Source document
Skip to content

iva_qc output files

martinghunt edited this page Sep 1, 2014 · 6 revisions

The script iva_qc requires a prefix of output files. The following assumes that you used out for this prefix.


out.stats.*

The main output file is out.stats.txt, which is a human-redable tab-delimited list of stats and their values (one stat per line). An explanation of the stats can be found here. If for some reason you prefer to use a popular spreadsheet application, then exactly the same information is in the tsv file out.stats.tsv and should meet your needs.


out.assembly_*

  • out.assembly_contigs_hit_ref.fasta: a FASTA file of just the contigs that had a nucmer hit to the reference.
  • out.assembly_vs_ref.coords: nucmer file of hits between assembly and reference.
  • out.assembly_v_ref.act.sh: a script that will start ACT, showing the assembly compared against the reference. Choose 'concatenate sequences' when ACT starts. The reference is the top sequence, BLAST hits are in the middle, and the assembly is at the bottom.

Dataset records
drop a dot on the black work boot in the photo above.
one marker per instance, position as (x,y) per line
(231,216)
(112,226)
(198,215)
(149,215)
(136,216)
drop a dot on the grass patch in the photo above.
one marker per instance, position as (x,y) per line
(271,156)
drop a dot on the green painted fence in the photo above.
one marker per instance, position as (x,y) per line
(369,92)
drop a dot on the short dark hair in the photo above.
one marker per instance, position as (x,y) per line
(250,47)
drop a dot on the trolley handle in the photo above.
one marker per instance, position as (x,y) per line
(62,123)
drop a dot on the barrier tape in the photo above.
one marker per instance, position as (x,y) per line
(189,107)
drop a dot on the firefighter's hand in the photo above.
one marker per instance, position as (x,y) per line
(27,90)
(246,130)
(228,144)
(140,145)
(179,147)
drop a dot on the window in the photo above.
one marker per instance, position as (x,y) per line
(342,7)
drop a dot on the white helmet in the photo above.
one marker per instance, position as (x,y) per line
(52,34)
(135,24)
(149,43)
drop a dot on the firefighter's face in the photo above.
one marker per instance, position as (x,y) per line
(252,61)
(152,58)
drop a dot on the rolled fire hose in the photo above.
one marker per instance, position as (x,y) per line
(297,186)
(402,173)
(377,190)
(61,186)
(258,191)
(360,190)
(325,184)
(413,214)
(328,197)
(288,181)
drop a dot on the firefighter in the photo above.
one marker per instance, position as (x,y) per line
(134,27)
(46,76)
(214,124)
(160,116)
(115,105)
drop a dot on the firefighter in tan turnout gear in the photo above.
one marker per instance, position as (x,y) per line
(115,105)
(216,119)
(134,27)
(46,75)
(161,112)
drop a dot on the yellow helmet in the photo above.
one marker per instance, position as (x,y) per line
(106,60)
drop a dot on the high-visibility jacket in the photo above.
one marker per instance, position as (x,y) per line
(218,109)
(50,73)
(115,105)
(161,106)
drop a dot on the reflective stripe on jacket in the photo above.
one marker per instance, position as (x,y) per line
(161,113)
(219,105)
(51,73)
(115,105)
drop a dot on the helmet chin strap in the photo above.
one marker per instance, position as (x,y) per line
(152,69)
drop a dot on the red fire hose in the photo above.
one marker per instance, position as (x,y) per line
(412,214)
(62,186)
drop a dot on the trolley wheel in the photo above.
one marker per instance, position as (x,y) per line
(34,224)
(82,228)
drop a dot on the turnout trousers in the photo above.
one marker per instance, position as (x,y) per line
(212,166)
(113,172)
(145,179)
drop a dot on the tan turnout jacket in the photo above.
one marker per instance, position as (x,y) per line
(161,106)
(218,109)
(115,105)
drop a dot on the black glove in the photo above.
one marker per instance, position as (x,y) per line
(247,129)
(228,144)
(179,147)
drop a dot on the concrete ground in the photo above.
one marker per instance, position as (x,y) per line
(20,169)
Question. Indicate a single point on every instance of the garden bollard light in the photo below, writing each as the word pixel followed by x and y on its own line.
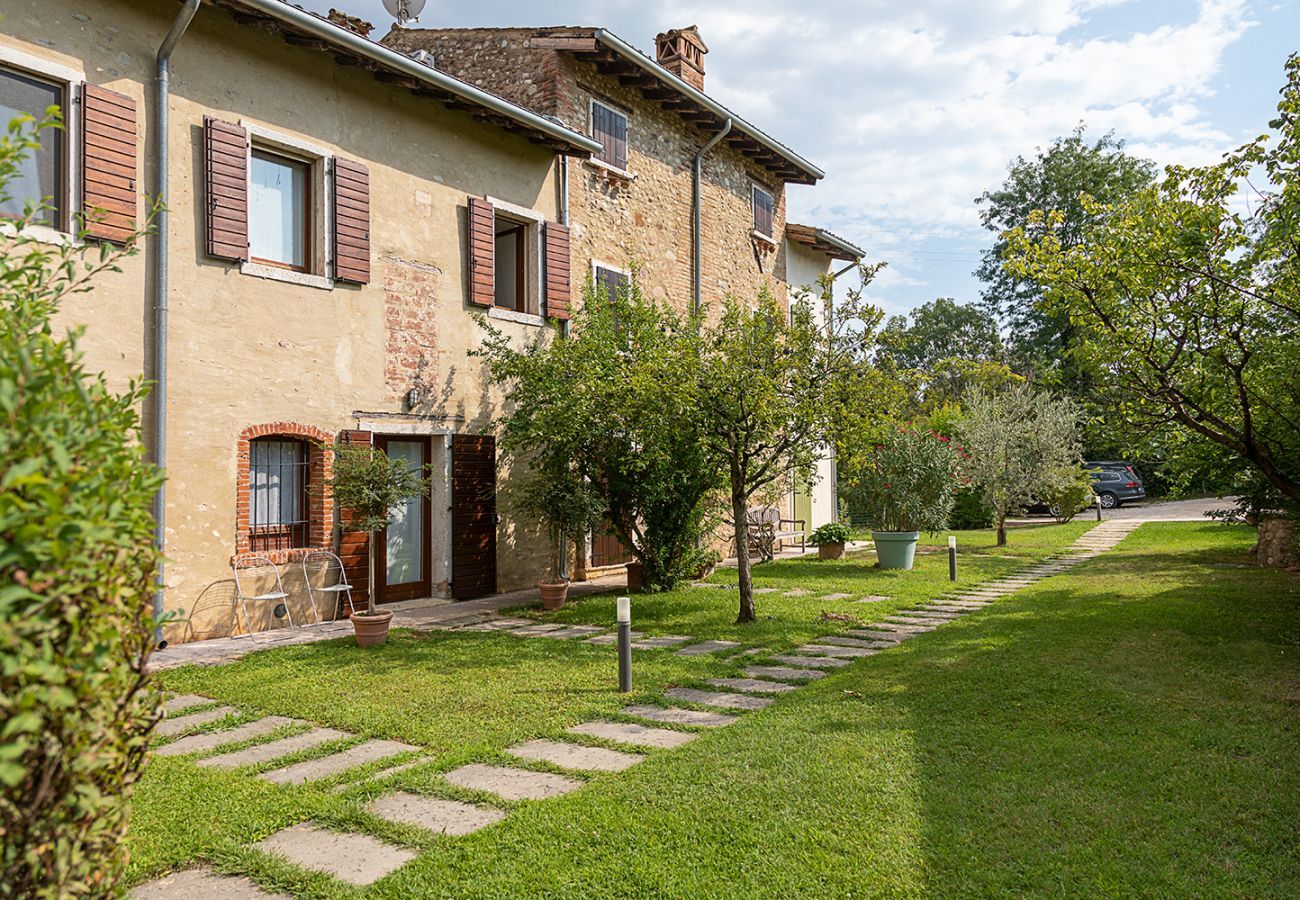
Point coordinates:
pixel 623 613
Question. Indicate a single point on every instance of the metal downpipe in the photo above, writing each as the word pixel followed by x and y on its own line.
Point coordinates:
pixel 157 363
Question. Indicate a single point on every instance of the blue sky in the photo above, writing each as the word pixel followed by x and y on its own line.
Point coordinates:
pixel 914 109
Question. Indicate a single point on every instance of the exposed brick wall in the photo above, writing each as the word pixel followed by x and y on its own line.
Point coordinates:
pixel 320 505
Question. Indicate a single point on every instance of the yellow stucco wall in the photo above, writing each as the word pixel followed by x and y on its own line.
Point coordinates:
pixel 247 350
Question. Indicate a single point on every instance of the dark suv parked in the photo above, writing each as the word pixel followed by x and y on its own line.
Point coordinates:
pixel 1116 483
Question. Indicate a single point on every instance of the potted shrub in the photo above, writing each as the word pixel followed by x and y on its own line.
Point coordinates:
pixel 368 487
pixel 570 509
pixel 830 540
pixel 906 487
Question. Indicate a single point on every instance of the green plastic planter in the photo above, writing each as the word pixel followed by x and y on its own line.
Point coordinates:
pixel 896 549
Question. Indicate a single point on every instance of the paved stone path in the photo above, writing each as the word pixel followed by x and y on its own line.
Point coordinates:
pixel 360 860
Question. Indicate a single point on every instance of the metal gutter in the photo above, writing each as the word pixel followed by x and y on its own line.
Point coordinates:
pixel 635 56
pixel 341 37
pixel 157 363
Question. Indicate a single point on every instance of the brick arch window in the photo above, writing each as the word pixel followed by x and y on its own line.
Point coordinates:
pixel 280 507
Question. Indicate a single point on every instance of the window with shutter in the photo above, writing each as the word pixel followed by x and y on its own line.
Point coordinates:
pixel 610 128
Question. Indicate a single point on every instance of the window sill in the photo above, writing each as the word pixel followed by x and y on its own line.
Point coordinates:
pixel 519 317
pixel 612 171
pixel 289 276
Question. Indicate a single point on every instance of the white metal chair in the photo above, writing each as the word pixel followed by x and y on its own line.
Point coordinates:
pixel 248 563
pixel 334 591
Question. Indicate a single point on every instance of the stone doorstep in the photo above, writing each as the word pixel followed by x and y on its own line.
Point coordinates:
pixel 313 770
pixel 273 751
pixel 677 715
pixel 203 885
pixel 636 735
pixel 211 740
pixel 706 647
pixel 784 673
pixel 355 859
pixel 837 652
pixel 713 699
pixel 185 701
pixel 750 684
pixel 442 817
pixel 511 783
pixel 810 662
pixel 575 756
pixel 168 727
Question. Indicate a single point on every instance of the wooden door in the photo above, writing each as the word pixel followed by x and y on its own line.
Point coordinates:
pixel 473 515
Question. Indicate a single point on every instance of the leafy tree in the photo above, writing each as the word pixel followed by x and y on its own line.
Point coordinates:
pixel 766 393
pixel 615 403
pixel 77 571
pixel 1057 178
pixel 1018 438
pixel 1192 303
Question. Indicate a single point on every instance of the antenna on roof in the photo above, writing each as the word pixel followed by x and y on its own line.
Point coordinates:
pixel 404 11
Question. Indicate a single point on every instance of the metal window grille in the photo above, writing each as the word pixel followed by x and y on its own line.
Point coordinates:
pixel 277 494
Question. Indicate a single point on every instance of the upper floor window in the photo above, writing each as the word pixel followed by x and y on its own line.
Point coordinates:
pixel 610 128
pixel 280 210
pixel 39 178
pixel 763 207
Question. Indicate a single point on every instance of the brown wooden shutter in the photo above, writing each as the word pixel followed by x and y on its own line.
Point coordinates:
pixel 351 223
pixel 351 544
pixel 225 181
pixel 558 281
pixel 482 252
pixel 108 164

Instructions
[1] Using the iva_qc output files page, decide whether each statement agrees with it: (a) out.stats.tsv holds different information from out.stats.txt. (b) In ACT, the reference is shown at the bottom. (c) out.assembly_vs_ref.coords is a nucmer file. For each one, answer yes or no and quote the words from the page that settle it.
[2] According to the iva_qc output files page, which option should you choose when ACT starts?
[3] Continue the iva_qc output files page from its last line.

Answers to the problems
[1]
(a) No: "exactly the same information is in the tsv file out.stats.tsv"
(b) No: "The reference is the top sequence"
(c) Yes: "nucmer file of hits between assembly and reference."

[2] 'concatenate sequences'

[3]
  • out.assembly_v_ref.blastn: BLASTN results of comparing the assembly and reference. Needed to run the previous ACT script.

out.contig_placement.*

A PDF file iva_qc.contig_placement.pdf is made that shows the layout of the contigs on the reference, plus contig and read coverage information. This is useful, but if you really want to see what is happening then use ACT with the script out.assembly_v_ref.act.sh.

The file is made using the R script iva_qc.contig_placement.R and the data files iva_qc.read_coverage_on_ref.fwd and iva_qc.read_coverage_on_ref.rev. Here is an explanation of the plots:

  • The main panel at the top shows the nucmer hits of the contigs to the reference, one contig per row. Two (or more) hits on the same row means a contig matches two (or more) distinct places of the reference.
  • Roughly, blue means everything looks OK, red means it does not. This is only approximate and really the best thing is to use ACT.
  • Contigs are shaded dark blue or red if they match in the forward orientation to the reference, and light blue or red if they match in the reverse orientation.
  • The contigs heatmap has three tracks: the top two are black and show presence and absence of contig coverage. The third track is red and shows where there was good read coverage, but not contig coverage, i.e. the assembler should have assembled the region but missed it.
  • The reads heatmap has three tracks. The top track (black) is where read coverage is good on both strands. The middle and bottom tracks (red) show low read coverage on the forwards and reverse strands.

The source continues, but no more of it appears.